··· Provided entries ···

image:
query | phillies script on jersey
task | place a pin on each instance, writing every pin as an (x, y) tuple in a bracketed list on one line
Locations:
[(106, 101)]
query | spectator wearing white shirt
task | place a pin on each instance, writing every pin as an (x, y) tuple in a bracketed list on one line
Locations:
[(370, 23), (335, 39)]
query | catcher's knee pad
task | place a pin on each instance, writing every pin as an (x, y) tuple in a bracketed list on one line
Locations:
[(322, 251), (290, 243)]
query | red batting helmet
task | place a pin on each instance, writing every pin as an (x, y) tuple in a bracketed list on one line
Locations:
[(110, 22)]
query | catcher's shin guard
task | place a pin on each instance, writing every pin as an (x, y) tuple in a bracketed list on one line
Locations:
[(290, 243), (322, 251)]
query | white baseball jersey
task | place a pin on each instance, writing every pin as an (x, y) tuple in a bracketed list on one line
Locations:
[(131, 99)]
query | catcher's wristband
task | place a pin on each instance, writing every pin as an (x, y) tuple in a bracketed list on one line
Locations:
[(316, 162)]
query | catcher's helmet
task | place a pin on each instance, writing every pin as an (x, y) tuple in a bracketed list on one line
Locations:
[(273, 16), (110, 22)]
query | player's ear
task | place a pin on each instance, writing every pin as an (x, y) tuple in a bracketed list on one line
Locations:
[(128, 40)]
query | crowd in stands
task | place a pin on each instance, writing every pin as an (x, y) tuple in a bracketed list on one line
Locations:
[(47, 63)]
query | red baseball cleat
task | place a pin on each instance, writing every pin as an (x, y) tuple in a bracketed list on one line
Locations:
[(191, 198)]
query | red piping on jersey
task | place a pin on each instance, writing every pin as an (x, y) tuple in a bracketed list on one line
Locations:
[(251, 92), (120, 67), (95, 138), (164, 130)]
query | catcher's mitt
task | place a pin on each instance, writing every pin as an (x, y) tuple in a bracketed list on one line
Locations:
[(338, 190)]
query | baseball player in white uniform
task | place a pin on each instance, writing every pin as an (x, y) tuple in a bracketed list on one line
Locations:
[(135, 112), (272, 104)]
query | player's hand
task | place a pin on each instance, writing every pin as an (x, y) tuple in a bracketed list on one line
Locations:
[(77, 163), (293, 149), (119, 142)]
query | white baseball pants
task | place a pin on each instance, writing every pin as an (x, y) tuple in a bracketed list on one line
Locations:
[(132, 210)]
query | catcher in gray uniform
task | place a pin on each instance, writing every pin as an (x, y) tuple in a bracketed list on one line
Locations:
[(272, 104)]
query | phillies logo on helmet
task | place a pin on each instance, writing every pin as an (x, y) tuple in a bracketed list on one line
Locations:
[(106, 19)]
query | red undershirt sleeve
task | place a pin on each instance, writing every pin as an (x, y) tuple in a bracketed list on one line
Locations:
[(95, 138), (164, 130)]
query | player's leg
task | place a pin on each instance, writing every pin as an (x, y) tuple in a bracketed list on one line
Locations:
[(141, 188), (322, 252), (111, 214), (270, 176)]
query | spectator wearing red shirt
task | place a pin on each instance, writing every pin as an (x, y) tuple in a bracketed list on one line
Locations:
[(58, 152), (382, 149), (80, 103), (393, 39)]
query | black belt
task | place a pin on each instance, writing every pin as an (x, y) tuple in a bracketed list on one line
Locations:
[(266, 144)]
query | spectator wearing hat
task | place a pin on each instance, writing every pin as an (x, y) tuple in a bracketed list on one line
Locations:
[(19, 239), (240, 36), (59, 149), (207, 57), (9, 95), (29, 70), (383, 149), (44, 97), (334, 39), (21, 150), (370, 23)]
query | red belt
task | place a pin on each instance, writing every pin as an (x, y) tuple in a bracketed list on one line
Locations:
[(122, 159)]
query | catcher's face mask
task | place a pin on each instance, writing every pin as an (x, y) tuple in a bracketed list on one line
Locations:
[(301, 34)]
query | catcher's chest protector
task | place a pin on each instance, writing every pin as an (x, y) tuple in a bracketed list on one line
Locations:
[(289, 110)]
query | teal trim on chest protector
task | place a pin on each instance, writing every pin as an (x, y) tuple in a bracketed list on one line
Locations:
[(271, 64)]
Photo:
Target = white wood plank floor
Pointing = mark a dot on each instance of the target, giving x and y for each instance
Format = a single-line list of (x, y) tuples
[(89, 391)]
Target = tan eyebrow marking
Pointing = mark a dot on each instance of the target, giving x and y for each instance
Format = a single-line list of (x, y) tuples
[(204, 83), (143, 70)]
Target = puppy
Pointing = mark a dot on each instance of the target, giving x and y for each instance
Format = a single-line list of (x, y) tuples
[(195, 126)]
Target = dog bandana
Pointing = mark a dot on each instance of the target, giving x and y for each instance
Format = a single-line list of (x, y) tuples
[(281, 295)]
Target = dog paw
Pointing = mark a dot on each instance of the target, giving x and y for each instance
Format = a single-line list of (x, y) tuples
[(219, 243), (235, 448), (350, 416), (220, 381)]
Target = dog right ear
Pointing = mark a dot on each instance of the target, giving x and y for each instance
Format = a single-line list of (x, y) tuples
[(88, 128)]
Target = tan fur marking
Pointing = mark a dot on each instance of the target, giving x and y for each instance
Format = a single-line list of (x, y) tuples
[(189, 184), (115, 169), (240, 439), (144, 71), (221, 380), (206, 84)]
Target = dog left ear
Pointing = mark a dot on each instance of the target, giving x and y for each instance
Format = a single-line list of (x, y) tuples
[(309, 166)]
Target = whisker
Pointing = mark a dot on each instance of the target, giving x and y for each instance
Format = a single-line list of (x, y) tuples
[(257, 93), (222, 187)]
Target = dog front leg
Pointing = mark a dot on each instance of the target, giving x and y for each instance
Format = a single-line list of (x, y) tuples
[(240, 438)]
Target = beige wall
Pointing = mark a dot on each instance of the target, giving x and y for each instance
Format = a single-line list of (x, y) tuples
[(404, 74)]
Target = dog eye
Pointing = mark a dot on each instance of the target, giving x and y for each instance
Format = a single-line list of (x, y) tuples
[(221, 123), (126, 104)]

···

Work instructions> Print out all the entries precisely as written.

Solution to this exercise>
image:
query | phillies script on jersey
task | place a pin on each instance, writing every pin as an (x, y) tuple in a bracketed list on one line
Locations:
[(106, 101)]
query | spectator wearing white shirt
task | place a pin on each instance, writing every pin as an (x, y) tuple in a bracketed list on one line
Locations:
[(370, 23), (335, 39)]
query | catcher's knee pad
task | place a pin on each instance, writing every pin as an (x, y) tuple in a bracketed list on one line
Locations:
[(322, 251), (290, 243)]
query | red batting helmet
task | place a pin on each instance, writing every pin as an (x, y) tuple in a bracketed list on one line
Locations:
[(110, 22)]
query | catcher's shin guard
task | place a pin on each instance, writing every pin as an (x, y) tuple in a bracketed list on one line
Locations:
[(290, 243), (322, 251)]
query | white baseball jersey
task | place a pin on each instance, writing every pin as an (x, y) tuple in a bracketed list on one line
Locations:
[(131, 99)]
query | catcher's wristband
task | place a pin on each instance, writing every pin as an (x, y) tuple in a bracketed list on one line
Locations:
[(316, 162)]
query | catcher's helmet
task | place a pin on each instance, writing every pin as an (x, y) tuple in a bracketed list on one line
Locations:
[(273, 16), (110, 22)]
query | player's ear
task | place a pin on each instance, writing every pin as an (x, y) tuple in a bracketed list on one line
Locations:
[(128, 40)]
query | crowd in stands
task | place a pin on each instance, writing every pin as an (x, y) tuple in a bracketed list on one line
Locations:
[(47, 63)]
query | red baseball cleat
task | place a pin on each instance, writing every pin as an (x, y) tuple in a bracketed list on one line
Locations:
[(191, 198)]
query | red piping on jersey
task | place a pin on each instance, writing every pin as an (x, y) tuple in a bracketed list on one line
Locations:
[(251, 92), (120, 67), (95, 138), (164, 130)]
query | catcher's mitt
task | place a pin on each instance, writing every pin as an (x, y) tuple in a bracketed list on one line
Locations:
[(338, 190)]
query | baseball player in white uniform
task | place a pin on each instance, writing every pin as an (x, y) tuple in a bracketed list on one line
Locations:
[(135, 112), (272, 104)]
query | player's hand
task | place a pin on each instance, writing every pin as an (x, y) tuple in a bracketed list on one line
Locations:
[(77, 163), (293, 149), (119, 142)]
query | white baseball pants
task | place a pin on each instance, writing every pin as an (x, y) tuple in a bracketed list on one line
Locations:
[(132, 210)]
query | catcher in gray uniform
task | place a pin on each instance, writing every pin as an (x, y) tuple in a bracketed list on one line
Locations:
[(272, 104)]
query | phillies logo on helmet
task | place a pin on each instance, writing every pin as an (x, y) tuple in a bracketed list on one line
Locations:
[(106, 19)]
query | red undershirt sleeve
task | place a pin on each instance, writing every pin as an (x, y) tuple in a bracketed list on one line
Locations:
[(95, 138), (164, 130)]
query | player's leg
task | place a pin on each instance, writing every pin as an (x, y) tuple in a bracketed list on one line
Locations:
[(141, 188), (322, 252), (111, 214), (270, 176)]
query | spectator wearing red shirt
task | place a pin on each instance, writing every pin as an (x, y) tuple in a bracketed list on one line
Locations:
[(58, 152), (382, 149), (80, 103), (393, 39)]
query | black belt
task | place a pin on each instance, writing every pin as an (x, y) tuple in a bracketed list on one line
Locations:
[(266, 144)]
query | spectator wearing hat
task | place a pin on each instance, writing every pin as an (x, y) tuple in a bracketed list on one line
Locations:
[(19, 239), (240, 36), (59, 149), (207, 57), (9, 95), (29, 70), (383, 149), (44, 97), (334, 39), (21, 150), (370, 23)]
query | red belt
task | place a pin on each instance, writing every pin as an (x, y) tuple in a bracketed list on one line
Locations:
[(122, 159)]
query | catcher's face mask
task | place a pin on each instance, writing every pin as an (x, y) tuple in a bracketed list on one line
Locations:
[(301, 34)]
query | catcher's chest protector
task | place a pin on each instance, writing every pin as an (x, y) tuple in a bracketed list on one line
Locations:
[(289, 110)]
query | teal trim on chest protector
task | place a pin on each instance, writing every pin as an (x, y) tuple in a bracketed list on one line
Locations:
[(271, 64)]
Photo:
Target = white wood plank floor
Pointing = mark a dot on each instance of the target, giving x and y for each instance
Format = a single-line list of (x, y) tuples
[(89, 391)]
Target = tan eyebrow marking
Pointing = mark a dot on each instance of the target, giving x and y for each instance
Format = a single-line list of (x, y) tuples
[(204, 83), (143, 70)]
Target = puppy
Pointing = mark a dot on each instance of the target, giving x and y for each instance
Format = a single-line list of (x, y) tuples
[(195, 126)]
Target = dog bandana
Pointing = mark a dot on each instance of the target, giving x and y for each instance
Format = a single-line list of (x, y) tuples
[(281, 295)]
Target = dog paw
Pointing = mark a dot on each instance of the target, giving x and y for each instance
Format = a single-line list of (x, y) tuples
[(219, 243), (235, 448), (350, 416), (220, 381)]
Target = dog right ear
Pointing = mark a dot on each instance of the target, giving x and y for each instance
Format = a single-line list of (x, y) tuples
[(88, 128)]
Target = tan fur marking
Pointing = mark a dot on each instance of the target, giving x and y for each instance
Format = a single-line list of (x, y) tuples
[(189, 184), (115, 169), (240, 439), (144, 71), (221, 380), (206, 84)]
Target = dog left ear
Pointing = mark a dot on each instance of the target, giving x and y for each instance
Format = a single-line list of (x, y) tuples
[(309, 166)]
Target = whisker
Pointing = mark a dot on each instance of the target, giving x and y for each instance
Format = a single-line list of (x, y) tuples
[(257, 93), (222, 187)]
Target = dog front leg
Pointing = mark a dot on each instance of the target, giving x and y for each instance
Format = a single-line list of (x, y) tuples
[(240, 438)]
Target = beige wall
Pointing = mark a dot on each instance of the target, giving x and y for each instance
Format = a single-line list of (x, y) tuples
[(404, 74)]
Target = dog eye
Pointing = mark a dot on each instance of the target, giving x and y for each instance
Format = a single-line list of (x, y) tuples
[(221, 123), (126, 104)]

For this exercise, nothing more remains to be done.